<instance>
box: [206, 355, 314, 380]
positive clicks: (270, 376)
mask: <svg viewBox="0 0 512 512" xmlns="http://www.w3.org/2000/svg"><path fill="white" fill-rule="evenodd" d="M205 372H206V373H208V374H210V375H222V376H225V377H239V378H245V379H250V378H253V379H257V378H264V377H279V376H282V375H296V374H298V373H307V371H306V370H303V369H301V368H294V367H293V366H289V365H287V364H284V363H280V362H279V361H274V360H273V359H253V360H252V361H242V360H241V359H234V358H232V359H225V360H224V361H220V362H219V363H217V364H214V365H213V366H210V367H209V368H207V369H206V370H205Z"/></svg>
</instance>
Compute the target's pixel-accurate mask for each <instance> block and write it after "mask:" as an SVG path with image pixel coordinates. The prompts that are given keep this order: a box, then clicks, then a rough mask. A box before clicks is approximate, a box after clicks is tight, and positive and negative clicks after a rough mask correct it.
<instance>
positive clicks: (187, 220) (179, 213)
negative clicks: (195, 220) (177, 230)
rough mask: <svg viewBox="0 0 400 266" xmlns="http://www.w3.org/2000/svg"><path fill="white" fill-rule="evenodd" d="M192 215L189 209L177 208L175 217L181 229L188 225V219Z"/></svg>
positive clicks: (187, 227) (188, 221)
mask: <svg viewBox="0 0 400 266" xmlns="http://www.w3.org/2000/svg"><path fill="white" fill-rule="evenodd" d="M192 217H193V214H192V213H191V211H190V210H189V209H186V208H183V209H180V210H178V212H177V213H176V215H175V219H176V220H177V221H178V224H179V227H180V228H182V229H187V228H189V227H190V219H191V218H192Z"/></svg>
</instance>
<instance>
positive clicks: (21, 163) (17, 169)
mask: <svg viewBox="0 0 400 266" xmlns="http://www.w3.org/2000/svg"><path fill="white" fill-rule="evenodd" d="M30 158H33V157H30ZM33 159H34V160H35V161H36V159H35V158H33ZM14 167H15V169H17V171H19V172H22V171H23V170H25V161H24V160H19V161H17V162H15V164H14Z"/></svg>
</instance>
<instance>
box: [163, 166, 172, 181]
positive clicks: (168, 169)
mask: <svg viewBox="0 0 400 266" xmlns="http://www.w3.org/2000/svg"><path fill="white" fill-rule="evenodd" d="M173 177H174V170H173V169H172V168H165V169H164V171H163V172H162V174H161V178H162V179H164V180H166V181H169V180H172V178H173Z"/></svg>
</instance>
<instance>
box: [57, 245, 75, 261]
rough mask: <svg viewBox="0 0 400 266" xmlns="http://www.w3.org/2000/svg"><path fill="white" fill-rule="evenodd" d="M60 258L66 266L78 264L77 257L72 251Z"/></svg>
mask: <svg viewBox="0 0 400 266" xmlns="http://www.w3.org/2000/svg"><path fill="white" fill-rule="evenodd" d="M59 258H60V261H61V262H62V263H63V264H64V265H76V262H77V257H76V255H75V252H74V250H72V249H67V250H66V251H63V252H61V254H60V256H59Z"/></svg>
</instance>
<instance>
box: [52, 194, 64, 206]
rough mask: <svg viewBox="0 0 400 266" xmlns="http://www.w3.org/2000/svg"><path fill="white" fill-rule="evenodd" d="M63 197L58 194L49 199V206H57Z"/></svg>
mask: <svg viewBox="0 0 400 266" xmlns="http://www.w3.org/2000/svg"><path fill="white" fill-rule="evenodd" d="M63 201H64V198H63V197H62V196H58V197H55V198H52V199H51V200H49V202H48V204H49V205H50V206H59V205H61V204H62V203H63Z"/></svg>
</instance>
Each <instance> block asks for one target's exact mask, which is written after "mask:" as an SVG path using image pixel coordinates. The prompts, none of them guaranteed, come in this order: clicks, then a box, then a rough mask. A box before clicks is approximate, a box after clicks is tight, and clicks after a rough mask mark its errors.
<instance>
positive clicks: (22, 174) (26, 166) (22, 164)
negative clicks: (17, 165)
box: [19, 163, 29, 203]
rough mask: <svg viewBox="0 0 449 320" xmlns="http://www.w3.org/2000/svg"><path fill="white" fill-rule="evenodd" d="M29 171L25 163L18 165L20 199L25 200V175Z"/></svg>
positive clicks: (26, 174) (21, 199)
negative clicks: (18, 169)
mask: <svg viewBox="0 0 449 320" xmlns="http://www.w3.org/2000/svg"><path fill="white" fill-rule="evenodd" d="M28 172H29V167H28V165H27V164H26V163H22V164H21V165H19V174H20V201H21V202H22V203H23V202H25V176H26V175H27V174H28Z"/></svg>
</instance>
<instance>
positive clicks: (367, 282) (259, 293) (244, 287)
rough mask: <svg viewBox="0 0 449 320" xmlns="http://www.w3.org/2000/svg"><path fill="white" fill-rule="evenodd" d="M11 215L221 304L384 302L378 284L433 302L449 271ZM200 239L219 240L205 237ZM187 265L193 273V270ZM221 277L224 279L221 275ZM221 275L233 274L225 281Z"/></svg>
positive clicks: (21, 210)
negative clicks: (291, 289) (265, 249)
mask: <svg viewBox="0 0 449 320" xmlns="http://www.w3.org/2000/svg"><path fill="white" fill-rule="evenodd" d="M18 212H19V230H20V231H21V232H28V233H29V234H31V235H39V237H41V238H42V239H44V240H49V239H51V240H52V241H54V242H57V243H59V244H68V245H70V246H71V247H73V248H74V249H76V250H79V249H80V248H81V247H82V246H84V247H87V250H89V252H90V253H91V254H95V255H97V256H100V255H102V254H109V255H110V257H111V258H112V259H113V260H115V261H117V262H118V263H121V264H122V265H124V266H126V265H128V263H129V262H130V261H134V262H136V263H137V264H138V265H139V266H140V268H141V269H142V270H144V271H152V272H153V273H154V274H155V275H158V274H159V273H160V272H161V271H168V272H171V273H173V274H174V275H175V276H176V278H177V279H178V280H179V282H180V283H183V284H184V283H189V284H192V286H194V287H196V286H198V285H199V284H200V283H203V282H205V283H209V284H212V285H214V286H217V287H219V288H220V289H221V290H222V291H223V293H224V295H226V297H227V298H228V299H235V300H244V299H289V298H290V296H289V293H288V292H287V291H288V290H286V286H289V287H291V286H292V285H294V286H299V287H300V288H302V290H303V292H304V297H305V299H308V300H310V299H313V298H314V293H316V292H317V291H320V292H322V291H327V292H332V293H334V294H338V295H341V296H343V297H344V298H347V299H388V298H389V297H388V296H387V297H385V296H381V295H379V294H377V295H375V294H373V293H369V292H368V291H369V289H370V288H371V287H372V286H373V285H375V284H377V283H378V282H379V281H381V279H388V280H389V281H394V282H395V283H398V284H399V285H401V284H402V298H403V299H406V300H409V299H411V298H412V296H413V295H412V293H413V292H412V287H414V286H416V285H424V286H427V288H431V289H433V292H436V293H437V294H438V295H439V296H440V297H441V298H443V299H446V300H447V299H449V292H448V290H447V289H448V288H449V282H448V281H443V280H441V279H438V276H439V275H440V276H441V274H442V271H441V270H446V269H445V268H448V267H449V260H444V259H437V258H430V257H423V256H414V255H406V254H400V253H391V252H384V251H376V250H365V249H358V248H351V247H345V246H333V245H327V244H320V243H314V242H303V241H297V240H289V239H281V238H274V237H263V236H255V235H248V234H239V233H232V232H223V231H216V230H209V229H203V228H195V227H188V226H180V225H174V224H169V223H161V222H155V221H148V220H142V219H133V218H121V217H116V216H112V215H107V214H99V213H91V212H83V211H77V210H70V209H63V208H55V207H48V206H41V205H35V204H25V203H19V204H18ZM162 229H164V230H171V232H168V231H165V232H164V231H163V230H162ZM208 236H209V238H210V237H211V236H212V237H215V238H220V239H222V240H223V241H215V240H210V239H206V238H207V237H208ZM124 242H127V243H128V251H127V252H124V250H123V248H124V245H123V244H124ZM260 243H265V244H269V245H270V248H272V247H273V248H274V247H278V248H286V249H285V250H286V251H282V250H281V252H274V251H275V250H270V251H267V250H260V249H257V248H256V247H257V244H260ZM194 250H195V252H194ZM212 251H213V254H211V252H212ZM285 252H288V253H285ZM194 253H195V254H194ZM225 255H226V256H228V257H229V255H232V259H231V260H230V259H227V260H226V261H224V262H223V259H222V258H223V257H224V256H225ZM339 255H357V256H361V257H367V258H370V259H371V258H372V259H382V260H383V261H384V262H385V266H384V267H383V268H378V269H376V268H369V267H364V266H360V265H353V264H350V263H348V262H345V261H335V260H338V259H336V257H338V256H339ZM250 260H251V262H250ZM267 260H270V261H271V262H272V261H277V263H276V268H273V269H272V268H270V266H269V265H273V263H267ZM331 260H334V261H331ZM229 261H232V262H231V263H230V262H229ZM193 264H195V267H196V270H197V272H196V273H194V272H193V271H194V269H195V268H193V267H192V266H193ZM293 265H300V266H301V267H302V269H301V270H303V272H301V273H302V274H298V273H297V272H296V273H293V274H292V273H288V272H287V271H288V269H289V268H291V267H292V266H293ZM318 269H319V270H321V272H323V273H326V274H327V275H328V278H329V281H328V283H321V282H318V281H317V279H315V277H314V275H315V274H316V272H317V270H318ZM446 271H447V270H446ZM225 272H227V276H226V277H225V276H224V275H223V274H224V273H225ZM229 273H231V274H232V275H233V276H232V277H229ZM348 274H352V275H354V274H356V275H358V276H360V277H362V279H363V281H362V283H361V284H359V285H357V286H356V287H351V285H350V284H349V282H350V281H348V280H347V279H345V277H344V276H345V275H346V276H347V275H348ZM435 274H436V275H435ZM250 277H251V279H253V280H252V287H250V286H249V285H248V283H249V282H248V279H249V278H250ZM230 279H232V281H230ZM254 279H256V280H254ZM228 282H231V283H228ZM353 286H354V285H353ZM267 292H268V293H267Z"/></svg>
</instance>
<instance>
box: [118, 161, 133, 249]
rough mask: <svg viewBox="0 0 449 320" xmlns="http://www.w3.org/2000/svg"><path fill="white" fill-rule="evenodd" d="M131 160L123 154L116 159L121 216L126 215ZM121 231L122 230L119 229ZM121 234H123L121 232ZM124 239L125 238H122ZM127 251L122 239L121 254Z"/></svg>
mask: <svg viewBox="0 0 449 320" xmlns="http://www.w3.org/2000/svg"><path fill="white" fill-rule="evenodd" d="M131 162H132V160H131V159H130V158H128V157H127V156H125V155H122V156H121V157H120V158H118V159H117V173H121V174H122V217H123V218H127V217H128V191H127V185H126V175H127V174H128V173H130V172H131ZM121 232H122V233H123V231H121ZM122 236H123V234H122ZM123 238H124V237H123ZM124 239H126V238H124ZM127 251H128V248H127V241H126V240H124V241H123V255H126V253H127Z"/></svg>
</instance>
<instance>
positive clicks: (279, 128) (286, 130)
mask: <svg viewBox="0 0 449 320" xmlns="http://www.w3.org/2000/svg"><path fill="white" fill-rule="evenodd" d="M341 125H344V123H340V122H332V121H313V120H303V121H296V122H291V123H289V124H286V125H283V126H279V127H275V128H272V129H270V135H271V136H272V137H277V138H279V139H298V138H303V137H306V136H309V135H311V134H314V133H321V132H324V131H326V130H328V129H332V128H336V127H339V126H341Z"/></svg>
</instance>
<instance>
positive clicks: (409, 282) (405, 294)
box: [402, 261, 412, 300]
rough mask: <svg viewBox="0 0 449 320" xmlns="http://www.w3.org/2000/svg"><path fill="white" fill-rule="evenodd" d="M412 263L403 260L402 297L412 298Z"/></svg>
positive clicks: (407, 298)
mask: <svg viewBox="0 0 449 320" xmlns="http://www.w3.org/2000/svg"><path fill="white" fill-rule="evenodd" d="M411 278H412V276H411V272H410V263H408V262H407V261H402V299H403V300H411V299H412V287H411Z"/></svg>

= = = = =

### EXERCISE DIRECTIONS
Across the data shown above, how many lines carry the string "tight"? Reply with the figure by itself.

### ANSWER FOR THIS EXERCISE
2